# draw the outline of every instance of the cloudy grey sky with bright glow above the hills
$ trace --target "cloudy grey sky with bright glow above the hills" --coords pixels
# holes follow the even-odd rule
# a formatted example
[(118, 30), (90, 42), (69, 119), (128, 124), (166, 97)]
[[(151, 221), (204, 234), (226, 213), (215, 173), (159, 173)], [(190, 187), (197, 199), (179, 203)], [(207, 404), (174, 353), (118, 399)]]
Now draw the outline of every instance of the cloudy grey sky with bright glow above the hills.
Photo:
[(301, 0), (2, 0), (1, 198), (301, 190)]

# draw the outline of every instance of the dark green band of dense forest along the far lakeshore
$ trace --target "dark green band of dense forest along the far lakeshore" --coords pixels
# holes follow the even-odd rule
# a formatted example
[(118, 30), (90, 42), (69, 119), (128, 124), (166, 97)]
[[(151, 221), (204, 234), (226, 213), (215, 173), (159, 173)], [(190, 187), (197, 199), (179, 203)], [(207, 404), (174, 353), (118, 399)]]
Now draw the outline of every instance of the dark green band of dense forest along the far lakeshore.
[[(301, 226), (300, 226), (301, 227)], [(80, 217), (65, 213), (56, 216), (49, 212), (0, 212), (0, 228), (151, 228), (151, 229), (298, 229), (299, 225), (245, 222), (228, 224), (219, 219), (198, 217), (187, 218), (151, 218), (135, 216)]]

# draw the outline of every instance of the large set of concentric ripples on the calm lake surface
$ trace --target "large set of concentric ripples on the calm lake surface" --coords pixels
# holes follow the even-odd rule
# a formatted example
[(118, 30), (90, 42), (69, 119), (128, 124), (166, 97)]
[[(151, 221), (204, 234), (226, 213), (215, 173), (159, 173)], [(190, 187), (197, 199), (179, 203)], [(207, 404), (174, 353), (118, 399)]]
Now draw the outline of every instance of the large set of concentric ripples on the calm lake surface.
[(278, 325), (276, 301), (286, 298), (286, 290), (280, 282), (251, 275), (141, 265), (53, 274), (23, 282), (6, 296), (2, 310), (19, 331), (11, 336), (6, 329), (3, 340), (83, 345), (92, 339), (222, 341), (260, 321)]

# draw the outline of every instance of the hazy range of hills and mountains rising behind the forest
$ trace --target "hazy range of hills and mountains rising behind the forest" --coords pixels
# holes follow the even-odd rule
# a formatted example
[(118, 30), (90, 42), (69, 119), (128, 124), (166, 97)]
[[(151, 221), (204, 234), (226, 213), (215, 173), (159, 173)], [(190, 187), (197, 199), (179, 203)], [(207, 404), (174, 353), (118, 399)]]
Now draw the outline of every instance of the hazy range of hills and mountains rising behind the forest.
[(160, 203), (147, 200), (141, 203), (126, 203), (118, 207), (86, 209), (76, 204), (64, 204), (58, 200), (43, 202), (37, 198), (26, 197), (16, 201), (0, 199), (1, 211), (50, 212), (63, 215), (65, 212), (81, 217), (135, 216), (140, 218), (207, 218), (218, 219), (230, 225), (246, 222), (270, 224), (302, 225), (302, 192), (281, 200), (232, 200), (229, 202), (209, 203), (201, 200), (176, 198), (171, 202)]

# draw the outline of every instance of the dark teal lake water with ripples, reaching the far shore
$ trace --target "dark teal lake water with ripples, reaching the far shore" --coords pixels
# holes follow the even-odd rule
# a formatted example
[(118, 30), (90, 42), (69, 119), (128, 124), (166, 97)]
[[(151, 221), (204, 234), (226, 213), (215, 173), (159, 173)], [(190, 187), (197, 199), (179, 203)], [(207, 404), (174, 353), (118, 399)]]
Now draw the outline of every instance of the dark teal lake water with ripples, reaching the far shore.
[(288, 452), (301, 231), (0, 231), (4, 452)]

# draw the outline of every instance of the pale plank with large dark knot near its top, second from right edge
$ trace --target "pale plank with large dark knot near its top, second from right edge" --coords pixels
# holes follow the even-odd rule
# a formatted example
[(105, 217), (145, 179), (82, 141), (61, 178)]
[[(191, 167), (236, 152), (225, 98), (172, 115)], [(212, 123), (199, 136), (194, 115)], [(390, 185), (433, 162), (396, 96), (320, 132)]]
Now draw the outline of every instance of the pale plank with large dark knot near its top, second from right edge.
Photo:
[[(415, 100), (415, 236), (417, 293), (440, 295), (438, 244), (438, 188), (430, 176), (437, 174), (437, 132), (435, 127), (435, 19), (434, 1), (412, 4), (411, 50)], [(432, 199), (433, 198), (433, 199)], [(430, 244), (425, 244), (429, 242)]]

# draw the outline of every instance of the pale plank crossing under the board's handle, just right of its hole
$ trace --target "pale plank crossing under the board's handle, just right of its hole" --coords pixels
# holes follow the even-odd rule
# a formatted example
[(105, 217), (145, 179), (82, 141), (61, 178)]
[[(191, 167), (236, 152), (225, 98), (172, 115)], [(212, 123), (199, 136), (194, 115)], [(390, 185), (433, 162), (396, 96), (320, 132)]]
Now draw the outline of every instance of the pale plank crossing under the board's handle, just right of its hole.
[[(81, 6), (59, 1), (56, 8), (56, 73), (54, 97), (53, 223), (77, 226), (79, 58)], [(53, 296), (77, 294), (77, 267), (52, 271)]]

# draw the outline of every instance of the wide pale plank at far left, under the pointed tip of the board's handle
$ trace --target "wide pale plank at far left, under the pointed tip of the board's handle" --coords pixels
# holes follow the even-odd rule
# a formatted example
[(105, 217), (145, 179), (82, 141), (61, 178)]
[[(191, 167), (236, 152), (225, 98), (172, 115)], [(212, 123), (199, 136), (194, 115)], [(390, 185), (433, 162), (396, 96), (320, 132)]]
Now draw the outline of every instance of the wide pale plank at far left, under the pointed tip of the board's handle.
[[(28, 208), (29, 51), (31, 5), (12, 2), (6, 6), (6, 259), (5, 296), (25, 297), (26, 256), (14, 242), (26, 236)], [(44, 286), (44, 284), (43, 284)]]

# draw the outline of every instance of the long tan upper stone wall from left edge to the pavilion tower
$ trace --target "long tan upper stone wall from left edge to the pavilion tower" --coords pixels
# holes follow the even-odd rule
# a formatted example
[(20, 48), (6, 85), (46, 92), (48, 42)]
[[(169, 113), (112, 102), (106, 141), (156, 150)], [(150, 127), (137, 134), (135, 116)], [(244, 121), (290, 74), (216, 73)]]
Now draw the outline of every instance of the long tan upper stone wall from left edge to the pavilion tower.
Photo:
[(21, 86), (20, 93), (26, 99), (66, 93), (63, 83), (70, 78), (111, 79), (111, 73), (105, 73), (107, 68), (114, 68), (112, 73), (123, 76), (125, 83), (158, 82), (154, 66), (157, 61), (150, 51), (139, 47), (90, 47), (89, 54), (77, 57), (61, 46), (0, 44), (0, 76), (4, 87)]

++++++++

Instructions for the task: Send back every record, precisely as written.

Result of this task:
# draw the outline of every instance of the cloudy grey sky with bright glow above the hills
$ trace --target "cloudy grey sky with bright glow above the hills" --coords pixels
# holes follow the even-odd rule
# a formatted example
[(118, 30), (90, 42), (69, 119), (128, 124), (166, 97)]
[[(151, 221), (204, 234), (226, 213), (215, 173), (159, 173)], [(190, 187), (197, 199), (179, 203)], [(207, 404), (174, 353), (118, 399)]]
Now draw the outline of every instance of the cloudy grey sky with bright glow above the hills.
Photo:
[(301, 0), (2, 0), (1, 198), (301, 190)]

# draw the outline of every instance of the dark green band of dense forest along the far lakeshore
$ trace --target "dark green band of dense forest along the far lakeshore" --coords pixels
# holes follow the even-odd rule
# a formatted example
[(118, 30), (90, 42), (69, 119), (128, 124), (166, 97)]
[[(151, 221), (204, 234), (226, 213), (215, 173), (159, 173)], [(190, 187), (197, 199), (179, 203)], [(207, 404), (174, 353), (118, 399)]]
Now draw the outline of every instance of the dark green band of dense forest along the far lakeshore.
[[(301, 226), (300, 226), (301, 227)], [(80, 217), (65, 213), (56, 216), (49, 212), (0, 212), (0, 228), (151, 228), (151, 229), (298, 229), (299, 225), (245, 222), (228, 224), (219, 219), (198, 217), (187, 218), (151, 218), (135, 216)]]

# draw the outline of every instance of the large set of concentric ripples on the calm lake surface
$ trace --target "large set of concentric ripples on the calm lake surface" --coords pixels
# holes follow the even-odd rule
# a formatted example
[(118, 30), (90, 42), (69, 119), (128, 124), (166, 97)]
[[(151, 221), (204, 234), (226, 213), (215, 173), (159, 173)], [(190, 187), (197, 199), (179, 203)], [(207, 404), (174, 353), (118, 399)]]
Now draw the outline of every instance of the large set of concentric ripples on the calm lake surface.
[(278, 325), (276, 301), (286, 298), (286, 290), (280, 282), (251, 275), (141, 265), (53, 274), (23, 282), (6, 296), (2, 310), (19, 331), (11, 336), (6, 329), (3, 340), (83, 345), (92, 339), (222, 341), (260, 321)]

# draw the outline of every instance of the hazy range of hills and mountains rising behind the forest
$ trace --target "hazy range of hills and mountains rising behind the forest" --coords pixels
# holes follow the even-odd rule
# a formatted example
[(118, 30), (90, 42), (69, 119), (128, 124), (166, 97)]
[[(151, 221), (204, 234), (226, 213), (215, 173), (159, 173)], [(190, 187), (197, 199), (179, 203)], [(207, 404), (174, 353), (118, 399)]]
Now draw the outline of every instance of the hazy range of hills and mountains rising behind the forest.
[(160, 203), (147, 200), (141, 203), (126, 203), (118, 207), (86, 209), (76, 204), (64, 204), (58, 200), (43, 202), (37, 198), (26, 197), (16, 201), (0, 199), (1, 211), (50, 212), (63, 215), (65, 212), (81, 217), (135, 216), (140, 218), (207, 218), (218, 219), (230, 225), (246, 222), (270, 224), (302, 225), (302, 192), (281, 200), (232, 200), (229, 202), (209, 203), (201, 200), (176, 198), (171, 202)]

# draw the outline of every instance of the dark teal lake water with ripples, reaching the far shore
$ trace --target "dark teal lake water with ripples, reaching the far shore" --coords pixels
# holes follow the even-odd rule
# a formatted example
[(118, 30), (90, 42), (69, 119), (128, 124), (166, 97)]
[[(151, 221), (204, 234), (226, 213), (215, 173), (159, 173)], [(190, 187), (197, 199), (179, 203)], [(207, 404), (174, 353), (118, 399)]]
Now draw the outline of every instance of the dark teal lake water with ripples, reaching the far shore.
[(288, 452), (301, 231), (0, 231), (4, 452)]

# draw the outline of every instance of the pale plank with large dark knot near its top, second from right edge
$ trace --target "pale plank with large dark knot near its top, second from right edge" --coords pixels
# holes follow the even-odd rule
# a formatted example
[(105, 217), (145, 179), (82, 141), (61, 178)]
[[(191, 167), (236, 152), (225, 98), (172, 115)], [(212, 123), (199, 136), (194, 115)], [(390, 185), (433, 162), (396, 96), (320, 132)]]
Now draw the outline of every instance of the pale plank with large dark knot near its top, second from right edge.
Photo:
[[(415, 100), (415, 236), (417, 293), (440, 295), (438, 244), (438, 188), (430, 176), (437, 174), (437, 132), (435, 127), (435, 19), (434, 1), (412, 4), (411, 50)], [(432, 199), (433, 198), (433, 199)], [(430, 244), (425, 244), (429, 242)]]

# draw the outline of every instance of the pale plank crossing under the board's handle, just right of its hole
$ trace --target "pale plank crossing under the board's handle, just right of its hole" --coords pixels
# holes follow the even-odd rule
# a formatted example
[(105, 217), (145, 179), (82, 141), (61, 178)]
[[(191, 167), (236, 152), (225, 98), (172, 115)], [(212, 123), (199, 136), (194, 115)], [(390, 185), (433, 162), (396, 96), (320, 132)]]
Now draw the outline of every instance of the pale plank crossing under the board's handle, just right of its hole.
[[(81, 6), (59, 1), (56, 8), (56, 73), (54, 97), (53, 223), (77, 226), (79, 58)], [(53, 296), (77, 294), (77, 267), (52, 271)]]

# draw the outline of every instance of the wide pale plank at far left, under the pointed tip of the board's handle
$ trace --target "wide pale plank at far left, under the pointed tip of the board's handle" --coords pixels
# holes follow the even-odd rule
# a formatted example
[(105, 217), (145, 179), (82, 141), (61, 178)]
[[(191, 167), (236, 152), (225, 98), (172, 115)], [(212, 123), (199, 136), (194, 115)], [(390, 185), (433, 162), (396, 96), (320, 132)]]
Now draw the outline of every instance of the wide pale plank at far left, under the pointed tip of the board's handle.
[[(28, 208), (29, 51), (31, 5), (12, 2), (6, 6), (6, 259), (5, 296), (25, 297), (26, 256), (14, 242), (26, 236)], [(44, 286), (44, 284), (43, 284)]]

# draw the outline of every instance of the long tan upper stone wall from left edge to the pavilion tower
$ trace --target "long tan upper stone wall from left edge to the pavilion tower" --coords pixels
# holes follow the even-odd rule
# a formatted example
[(20, 48), (6, 85), (46, 92), (48, 42)]
[[(169, 113), (112, 102), (106, 141), (156, 150)], [(150, 127), (137, 134), (135, 116)], [(244, 121), (290, 74), (216, 73)]]
Now draw the outline of every instance of the long tan upper stone wall from left edge to the pavilion tower.
Photo:
[(21, 86), (20, 93), (26, 99), (66, 93), (63, 83), (70, 78), (111, 79), (111, 73), (105, 73), (107, 68), (114, 68), (112, 73), (123, 76), (125, 83), (158, 82), (154, 66), (157, 61), (150, 51), (139, 47), (90, 47), (89, 54), (77, 57), (61, 46), (0, 44), (0, 76), (4, 87)]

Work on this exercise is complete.